[Problem statement]: Copy each of the records below word for word, with nothing added or changed.

[Recorded information]:

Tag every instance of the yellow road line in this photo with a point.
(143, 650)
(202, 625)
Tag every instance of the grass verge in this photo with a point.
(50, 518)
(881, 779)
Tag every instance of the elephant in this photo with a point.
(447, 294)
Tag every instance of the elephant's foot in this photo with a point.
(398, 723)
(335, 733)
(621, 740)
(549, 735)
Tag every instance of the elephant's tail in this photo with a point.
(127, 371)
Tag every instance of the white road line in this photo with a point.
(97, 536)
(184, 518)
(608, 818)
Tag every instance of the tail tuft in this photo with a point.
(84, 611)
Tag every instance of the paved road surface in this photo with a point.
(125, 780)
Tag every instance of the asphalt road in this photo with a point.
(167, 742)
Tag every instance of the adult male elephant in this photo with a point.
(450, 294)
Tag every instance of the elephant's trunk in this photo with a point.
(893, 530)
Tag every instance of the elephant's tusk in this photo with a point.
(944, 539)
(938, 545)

[Task result]:
Tag every instance of the yellow road line in this photo with a point.
(143, 650)
(202, 625)
Tag every instance of the grass verge in this photo with a point.
(50, 518)
(881, 779)
Tag every instance of the elephant in this photo with a point.
(447, 294)
Tag every instance of the elephant's foot in this photo with a point.
(398, 723)
(335, 733)
(621, 740)
(549, 735)
Tag every instance of the elephant's tail in this photo with a point.
(127, 371)
Tag every instance of the white road line in this photo with a point.
(97, 536)
(184, 518)
(608, 818)
Tag every instance of the tail tuft in this photo with a point.
(84, 611)
Tag every instance of the paved road surface in this photo with a point.
(125, 780)
Tag every instance of the asphalt road in this photo with a point.
(167, 742)
Tag every instance of the adult male elephant in this photo with a point.
(450, 294)
Tag every instance of the elephant's trunk in this photo with a point.
(893, 530)
Tag every instance of the elephant's tusk in this photo with a point.
(944, 539)
(938, 545)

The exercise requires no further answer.